■ Cosa si chiede:
a) Nell'estratto sull'onda verde:
(i) In che data è stato pubblicato il documento di Amnesty International?
(ii) Per quale giorno si preannuncia una mobilitazione di massa?
(iii) Secondo il giornalista, da dove non potrà venire la soluzione?
b) Puoi portare avanti l'estratto sull'onda verde partendo dalla sua ultima frase?

■ Estratto fornito:
+-------+

Dal giugno dell’anno scorso si susseguono le manifestazioni e le azioni simboliche, sempre non violente, che rischiano spesso di non venire alla luce, cancellate dalla disinformazione e dalla repressione, come ricostruisce attentamente un documento di Amnesty International pubblicato il 14 maggio. I prossimi giorni saranno decisivi per capire se l'onda verde (come è stato chiamato il movimento di lotta) è ancora forte: in maggio per la prima volta il presidente è stato apertamente contestato a un comizio, mentre si preannuncia una mobilitazione di massa per il 12 giugno, primo anniversario della contestata elezione di Ahmadinejad.

Continua il giornalista: “Tuttavia anche il movimento di protesta è qualcosa di nuovo, perché sta portando istanze politiche e sta coinvolgendo numerose personalità che contano. È riuscito però ad intercettare in parte il malcontento generale che serpeggia da anni nella popolazione ma che di rado ha potuto esprimersi. Quando questo disagio si salderà completamente con una piattaforma politica allora la Repubblica islamica potrebbe entrare in una nuova fase, perché così non può andare avanti. La soluzione non potrà provenire dall’esterno, come accadde ai tempi di Khomeini, ma sarà da dentro che si giungerà, in tempi mediamente brevi, a un cambiamento”.

+-------+

■ Dati estratti:
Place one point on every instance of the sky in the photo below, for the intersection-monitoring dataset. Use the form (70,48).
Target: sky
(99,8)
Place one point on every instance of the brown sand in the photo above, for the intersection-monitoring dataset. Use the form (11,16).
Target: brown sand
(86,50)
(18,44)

+-------+

■ Risultati finali:
a)
(i) Il 14 maggio.
(ii) Il 12 giugno.
(iii) Dall'esterno.

b)
Esistono comunque molti fattori esterni che possono influire sull’evoluzione di questo braccio di ferro tra le istanze di rinnovamento e il desiderio del regime di mantenere lo status quo. La questione del nucleare è al centro dello scenario internazionale. “Occorre seguire attentamente l’evolversi della situazione” ci dice Zarmandili “perché nulla è ancora scontato. Se nei mesi scorsi sembrava molto probabile, se non imminente, un intervento militare israeliano, oggi sembra ci sia più spazio per la diplomazia. Ma un colpo di mano, una fuga in avanti, una rottura improvvisa sono sempre possibili. Tuttavia neppure un bombardamento chirurgico sarebbe risolutivo ma infiammerebbe ulteriormente il contesto medio orientale, favorendo in ultima analisi gli Ayatollah”.

Intorno all’Iran dunque si muove la politica internazionale ben sapendo che un’arma atomica in mano a un regime sanguinario altererebbe gli equilibri strategici. L’accordo a tre Iran-Turchia-Brasile (con Lula ai ferri corti con l’amministrazione Obama) sul combustibile nucleare dimostra il protagonismo di nuovi attori emergenti diversi dai cinque membri con diritto di veto all’ONU. Non a caso Mosca si è improvvisamente riavvicinata agli Stati Uniti, temendo di perdere il proprio ruolo nella crisi.